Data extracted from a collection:

---

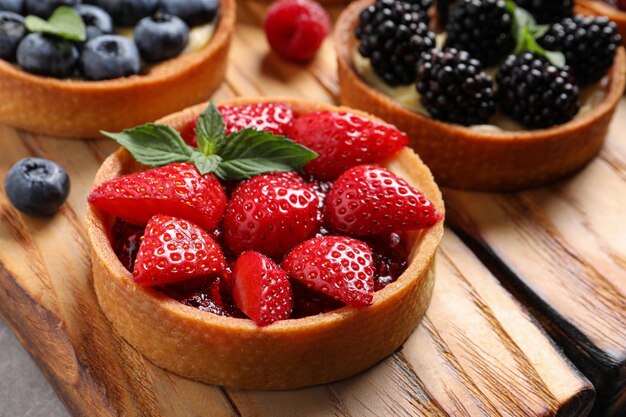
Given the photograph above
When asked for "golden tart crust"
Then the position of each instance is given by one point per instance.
(466, 158)
(287, 354)
(80, 108)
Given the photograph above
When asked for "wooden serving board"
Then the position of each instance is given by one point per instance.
(479, 352)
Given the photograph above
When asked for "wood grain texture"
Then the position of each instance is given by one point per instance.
(478, 353)
(563, 248)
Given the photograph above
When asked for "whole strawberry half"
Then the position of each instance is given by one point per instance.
(261, 289)
(270, 214)
(270, 117)
(174, 250)
(368, 200)
(337, 266)
(344, 140)
(176, 190)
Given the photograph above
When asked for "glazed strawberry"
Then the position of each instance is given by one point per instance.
(270, 117)
(295, 29)
(270, 214)
(367, 200)
(261, 289)
(338, 266)
(176, 190)
(344, 140)
(174, 250)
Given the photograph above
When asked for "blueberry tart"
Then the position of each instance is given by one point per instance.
(70, 69)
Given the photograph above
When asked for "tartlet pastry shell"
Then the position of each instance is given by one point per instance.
(79, 108)
(287, 354)
(465, 158)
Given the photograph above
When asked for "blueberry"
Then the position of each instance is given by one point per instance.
(193, 12)
(161, 37)
(12, 31)
(47, 55)
(128, 12)
(110, 56)
(97, 21)
(44, 8)
(15, 6)
(37, 186)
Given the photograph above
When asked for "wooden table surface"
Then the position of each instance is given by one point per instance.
(555, 256)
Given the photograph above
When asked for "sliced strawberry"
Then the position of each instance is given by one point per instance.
(270, 214)
(261, 289)
(270, 117)
(368, 200)
(174, 250)
(338, 266)
(176, 190)
(344, 140)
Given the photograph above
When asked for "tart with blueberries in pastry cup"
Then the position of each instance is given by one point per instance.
(493, 96)
(77, 68)
(250, 260)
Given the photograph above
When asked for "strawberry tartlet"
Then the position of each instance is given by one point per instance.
(264, 244)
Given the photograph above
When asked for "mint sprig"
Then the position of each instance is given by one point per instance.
(238, 156)
(64, 23)
(526, 32)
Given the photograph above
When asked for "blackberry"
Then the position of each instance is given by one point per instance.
(536, 93)
(454, 88)
(547, 11)
(482, 28)
(393, 34)
(443, 8)
(589, 45)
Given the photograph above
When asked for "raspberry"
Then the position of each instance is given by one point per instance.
(295, 29)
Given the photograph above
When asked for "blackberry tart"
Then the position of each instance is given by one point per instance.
(263, 323)
(100, 70)
(473, 121)
(613, 9)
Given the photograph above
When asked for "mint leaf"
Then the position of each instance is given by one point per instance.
(64, 23)
(250, 152)
(153, 145)
(205, 163)
(241, 169)
(241, 155)
(210, 131)
(526, 32)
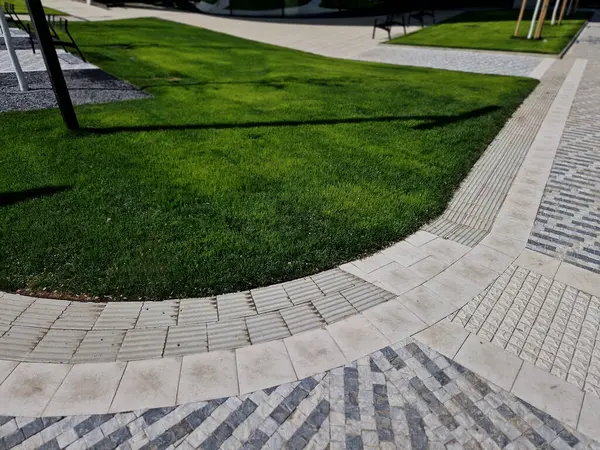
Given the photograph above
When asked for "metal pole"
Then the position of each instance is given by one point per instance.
(570, 8)
(36, 13)
(520, 18)
(542, 20)
(534, 18)
(555, 12)
(11, 52)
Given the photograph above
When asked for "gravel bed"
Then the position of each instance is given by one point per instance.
(85, 86)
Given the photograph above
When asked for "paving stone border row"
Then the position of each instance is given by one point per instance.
(28, 388)
(541, 320)
(61, 331)
(567, 225)
(472, 211)
(400, 397)
(46, 330)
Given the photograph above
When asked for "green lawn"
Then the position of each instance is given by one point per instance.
(252, 164)
(493, 30)
(21, 8)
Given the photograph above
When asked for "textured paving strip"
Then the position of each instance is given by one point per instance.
(461, 60)
(34, 62)
(405, 397)
(474, 207)
(567, 226)
(86, 85)
(541, 320)
(60, 331)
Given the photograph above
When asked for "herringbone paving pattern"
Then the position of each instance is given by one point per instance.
(541, 320)
(472, 212)
(567, 226)
(30, 328)
(406, 397)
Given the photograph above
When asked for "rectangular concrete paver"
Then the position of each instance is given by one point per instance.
(205, 376)
(148, 382)
(87, 389)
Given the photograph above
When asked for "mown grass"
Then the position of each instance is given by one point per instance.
(252, 164)
(493, 30)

---

### Instruction
Omit the pictures and reproduce the listing exactly.

### Answer to this problem
Given the photograph above
When asked for "golden tart crust"
Then the position of each instance is given by one point per instance.
(466, 158)
(287, 354)
(80, 108)
Given the photograph above
When asked for "wooden serving board"
Then the position of each instance is given by one point per instance.
(479, 352)
Given the photograph above
When asked for "wood grain texture"
Then the position of each instance is given by one point per instance.
(478, 353)
(563, 248)
Given the photograph above
When asked for "whole strawberry half"
Then the position of each instance is given by one point per instance.
(261, 289)
(270, 214)
(270, 117)
(174, 250)
(368, 200)
(337, 266)
(344, 140)
(176, 190)
Given the photograph above
When asked for "glazed strawberry"
Then the position of each instance is given by one point per instance.
(270, 117)
(295, 29)
(270, 214)
(367, 200)
(261, 289)
(338, 266)
(176, 190)
(344, 140)
(174, 250)
Given the photograph above
When asked for "blueberry tart"
Then the position of each instance is given by one point per instance.
(70, 69)
Given the photograph above
When asked for "tartlet pastry shell"
Then the position of each instance is given by one point per instance.
(79, 108)
(287, 354)
(465, 158)
Given the photograph above
When asked for "blueberry"
Then the position of each instance is given by one point per instance.
(193, 12)
(161, 37)
(12, 31)
(47, 55)
(128, 12)
(110, 56)
(97, 21)
(44, 8)
(15, 6)
(37, 186)
Given the photograph above
When asked for "wooden table surface"
Then the position of each instance is given by one point per instance.
(555, 256)
Given the photograph above
When asked for "sliced strawberry"
Then the position of each instance is given by one point per instance.
(270, 214)
(261, 289)
(270, 117)
(368, 200)
(174, 250)
(338, 266)
(176, 190)
(344, 140)
Given the photograph above
When asked for "tart with blueberries in pastry cup"
Then the position of each instance is given by one point per instance.
(493, 96)
(77, 68)
(250, 260)
Given the photograph above
When asked for "strawberry tartlet"
Then the position of each instance is given by one point per instance.
(264, 244)
Given the photograph above
When asked for "mint sprig"
Then the position of each instance is given by one point per instance.
(238, 156)
(64, 23)
(526, 32)
Given the photograph above
When asked for "blackberry"
Then the position of each instance is given by one point per instance.
(536, 93)
(454, 88)
(547, 11)
(482, 28)
(393, 34)
(443, 8)
(589, 45)
Given the photograph above
When asked for "raspberry"
Then the position of each instance is given by one point per instance.
(295, 29)
Given the photograph above
When asked for "blackberry tart"
Then the position of each instance is given by one point per instance.
(263, 323)
(100, 70)
(473, 121)
(613, 9)
Given the photograph above
When asked for "mint leaf"
Then the position of each instance is given by one point per instance.
(64, 23)
(250, 152)
(153, 145)
(205, 163)
(241, 169)
(241, 155)
(210, 131)
(526, 32)
Given the photograph above
When asked for "metal pole"
Then the position of each instance is given by one point per instance.
(570, 8)
(36, 13)
(520, 18)
(542, 20)
(534, 18)
(555, 12)
(11, 52)
Given the photograph above
When asked for "gravel bed"
Then the position of each instance is given by one point per instance.
(85, 86)
Given the photograph above
When asked for "paving stone border row"
Then the position of each instance is given by one point per instance.
(28, 388)
(541, 320)
(61, 331)
(567, 225)
(472, 211)
(400, 397)
(46, 330)
Given the photograph above
When asked for "green lawn"
Then the position of each instance is given by one point per instance.
(252, 164)
(493, 30)
(21, 8)
Given the photograph above
When asked for "textured paving strip"
Then the position of each instance is given by one point per instance.
(461, 60)
(34, 62)
(405, 397)
(474, 207)
(567, 226)
(86, 85)
(541, 320)
(60, 331)
Given the photograph above
When asked for "herringbone paving pattern"
Then the position of each instance is given by one point per instance.
(541, 320)
(472, 212)
(567, 226)
(30, 328)
(406, 397)
Given the photograph above
When asked for "rectangular concrete paver"
Then the position of each instance is given by one point per instance.
(205, 376)
(148, 382)
(87, 389)
Given the photograph above
When asked for "mown grass"
Then the position of each instance is given by one point per instance.
(252, 164)
(493, 30)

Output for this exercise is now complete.